----- RECORDS SUPPLIED

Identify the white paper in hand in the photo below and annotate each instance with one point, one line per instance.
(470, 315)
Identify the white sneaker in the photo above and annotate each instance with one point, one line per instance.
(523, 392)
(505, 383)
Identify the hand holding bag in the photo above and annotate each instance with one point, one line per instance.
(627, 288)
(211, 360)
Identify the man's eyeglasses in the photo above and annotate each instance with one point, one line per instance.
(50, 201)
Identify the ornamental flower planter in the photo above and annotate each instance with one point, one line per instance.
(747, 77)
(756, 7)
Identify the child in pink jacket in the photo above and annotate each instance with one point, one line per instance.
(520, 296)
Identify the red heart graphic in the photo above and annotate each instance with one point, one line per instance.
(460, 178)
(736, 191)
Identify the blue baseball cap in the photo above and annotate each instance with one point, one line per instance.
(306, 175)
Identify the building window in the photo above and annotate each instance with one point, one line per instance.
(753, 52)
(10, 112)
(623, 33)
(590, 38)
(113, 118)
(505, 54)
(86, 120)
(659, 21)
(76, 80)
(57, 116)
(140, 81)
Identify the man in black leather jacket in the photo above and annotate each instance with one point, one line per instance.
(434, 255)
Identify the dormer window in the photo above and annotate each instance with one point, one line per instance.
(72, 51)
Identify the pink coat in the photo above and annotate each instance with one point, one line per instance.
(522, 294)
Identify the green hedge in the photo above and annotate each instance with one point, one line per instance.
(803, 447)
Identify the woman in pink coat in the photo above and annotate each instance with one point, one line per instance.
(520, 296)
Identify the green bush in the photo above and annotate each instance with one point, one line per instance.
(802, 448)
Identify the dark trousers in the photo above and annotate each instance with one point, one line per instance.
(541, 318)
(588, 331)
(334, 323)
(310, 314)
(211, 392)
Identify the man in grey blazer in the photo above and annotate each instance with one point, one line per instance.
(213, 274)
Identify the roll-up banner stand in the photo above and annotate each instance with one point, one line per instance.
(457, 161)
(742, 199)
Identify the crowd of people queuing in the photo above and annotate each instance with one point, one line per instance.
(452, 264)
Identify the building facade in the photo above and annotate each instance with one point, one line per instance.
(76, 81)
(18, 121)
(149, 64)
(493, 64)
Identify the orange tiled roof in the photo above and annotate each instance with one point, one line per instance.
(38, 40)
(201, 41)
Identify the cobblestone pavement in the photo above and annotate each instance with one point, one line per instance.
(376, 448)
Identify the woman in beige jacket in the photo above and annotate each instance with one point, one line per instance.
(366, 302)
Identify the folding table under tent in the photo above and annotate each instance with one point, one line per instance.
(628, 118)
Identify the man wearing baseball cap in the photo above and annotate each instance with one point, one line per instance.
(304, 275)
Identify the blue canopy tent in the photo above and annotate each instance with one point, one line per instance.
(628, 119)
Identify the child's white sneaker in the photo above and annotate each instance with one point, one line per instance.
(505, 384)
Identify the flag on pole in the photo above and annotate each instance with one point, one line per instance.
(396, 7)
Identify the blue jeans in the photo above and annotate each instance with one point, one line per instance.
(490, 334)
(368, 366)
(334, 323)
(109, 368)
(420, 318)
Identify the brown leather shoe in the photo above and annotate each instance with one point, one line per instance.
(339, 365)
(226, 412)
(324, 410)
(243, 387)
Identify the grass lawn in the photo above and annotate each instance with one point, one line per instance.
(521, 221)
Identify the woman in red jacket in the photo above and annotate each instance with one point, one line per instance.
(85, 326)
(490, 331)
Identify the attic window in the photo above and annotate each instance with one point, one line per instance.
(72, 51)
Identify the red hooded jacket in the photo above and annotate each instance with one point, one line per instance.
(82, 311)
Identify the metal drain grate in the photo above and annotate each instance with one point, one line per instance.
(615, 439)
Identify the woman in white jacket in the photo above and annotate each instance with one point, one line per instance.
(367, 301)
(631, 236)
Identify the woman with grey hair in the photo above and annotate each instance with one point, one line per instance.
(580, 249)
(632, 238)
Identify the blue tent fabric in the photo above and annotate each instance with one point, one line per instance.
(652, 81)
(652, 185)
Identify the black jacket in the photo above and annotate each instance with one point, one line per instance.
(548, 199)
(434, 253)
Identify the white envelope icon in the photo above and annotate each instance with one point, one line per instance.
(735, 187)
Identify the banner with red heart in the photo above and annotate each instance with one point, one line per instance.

----------

- [WHAT TO DO]:
Reproduce every one of the lines above word for word, without changing anything.

- [SOLUTION TO THIS TASK]:
Identify the white paper in hand in the photo below and annotate each instance with one point, one line per instance.
(470, 315)
Identify the white sneaker in the photo above and annotate each instance with one point, one line per instance.
(523, 392)
(505, 383)
Identify the hand holding bag in the photo above and annotate each instance with one point, one line per instance.
(627, 288)
(211, 360)
Identify the man's eyeglasses in the photo above and annotate each instance with one point, one line per instance.
(50, 201)
Identify the ornamental flower planter in the photo above and annotate each instance with one point, one line per instance.
(747, 77)
(756, 7)
Identify the child in pink jacket in the photo above and annotate each instance with one point, one line per instance.
(520, 296)
Identify the red heart graphic in the photo above and annotate each instance with one point, one line per instance.
(460, 178)
(736, 191)
Identify the blue baseball cap in the photo above and annotate each instance with one point, one line per instance.
(306, 175)
Identify the building window in the photo above and annotate each instance with one point, one line per instance.
(753, 52)
(10, 112)
(623, 33)
(590, 38)
(113, 118)
(505, 54)
(86, 120)
(659, 21)
(76, 80)
(57, 116)
(140, 81)
Identify the man in black leather jacket in the photo above and annotate each instance with one point, one line per instance.
(434, 255)
Identify the dormer window in the photo above and annotate each instance with one point, one line per instance.
(72, 51)
Identify the pink coat in the photo above and annotate each instance with one point, one line per instance.
(522, 294)
Identify the green hedge in the photo above and annotate each instance with one point, one line per instance.
(803, 447)
Identify the woman in pink coat in the photo above and annotate each instance with one point, one line per instance.
(520, 296)
Identify the green bush in the photo above and annotate each instance with one point, one line per instance.
(802, 448)
Identify the dark trousers in the photo above and annotate each instance with one point, one line per instance.
(541, 318)
(588, 331)
(334, 323)
(310, 314)
(211, 392)
Identify the man in grey blazer in the photo above and annotate each instance with one point, one line per instance.
(213, 274)
Identify the roll-up banner stand in the photo above and annotate each instance with one point, one line per instance.
(457, 161)
(742, 199)
Identify the crowd of people queuing in the photo above and annotate each instance with one point, one line per instance.
(452, 264)
Identify the building facade in the photo above and annotate each instance with one point, one line per instance.
(76, 81)
(18, 121)
(149, 64)
(493, 64)
Identify the orange tiled roof in the photo above and annotate each instance with one point, one line per instance.
(38, 40)
(201, 41)
Identify the cobblestone pavement in the photo above and annotate each instance with one point, one line per instance.
(376, 448)
Identify the woman in beige jacket in the photo above and annotate each instance with one point, one line per instance.
(366, 302)
Identify the folding table under tent in the photo above and annotate each instance with one point, one line per instance.
(628, 118)
Identify the man wearing baseball cap in the photo above and annotate each instance with one point, one line per instance.
(304, 275)
Identify the blue canopy tent in the photo above and annotate each instance with one point, one line per instance.
(628, 119)
Identify the child's white sneaker in the photo above and annotate each instance with one point, one line per instance.
(505, 384)
Identify the flag on pole in the photo above and annotate each instance with one point, one line per instance.
(396, 7)
Identify the blue jeans in the photo above and annotate each instance with one point, one line per instance.
(490, 334)
(368, 366)
(334, 323)
(109, 368)
(420, 318)
Identify the brown leather shoe in the photo above and annotate each instance with one point, one line per instance.
(339, 365)
(226, 412)
(324, 410)
(243, 387)
Identify the grass lawn in the photo above and annotate each instance with one point, one line per instance.
(521, 221)
Identify the woman in red jacket in the photo above and annotate each instance with one point, one line per instance.
(85, 326)
(490, 331)
Identify the attic window in the photo above and annotate each instance with one point, one line per instance.
(72, 51)
Identify the red hooded jacket in the photo above and annotate each instance with one point, one line per instance.
(82, 311)
Identify the metal drain grate in the photo above and annotate each instance with one point, one line per instance.
(615, 439)
Identify the woman in white jacket in the photo above and annotate each instance with one point, one line per instance.
(367, 301)
(631, 236)
Identify the woman with grey hair in the photo above and annotate each instance with one point, one line per instance.
(580, 249)
(632, 238)
Identify the blue tent fabric in the photo above and annotate each instance with one point, one line per instance.
(652, 81)
(652, 185)
Identify the black jacket in the photo above and annotate each instance with one point, one line per instance.
(548, 199)
(434, 253)
Identify the white envelope icon in the photo above and annotate each instance with one point, one line per instance.
(735, 187)
Identify the banner with red heart in the photo above and annotate each instance with one point, one line per instance.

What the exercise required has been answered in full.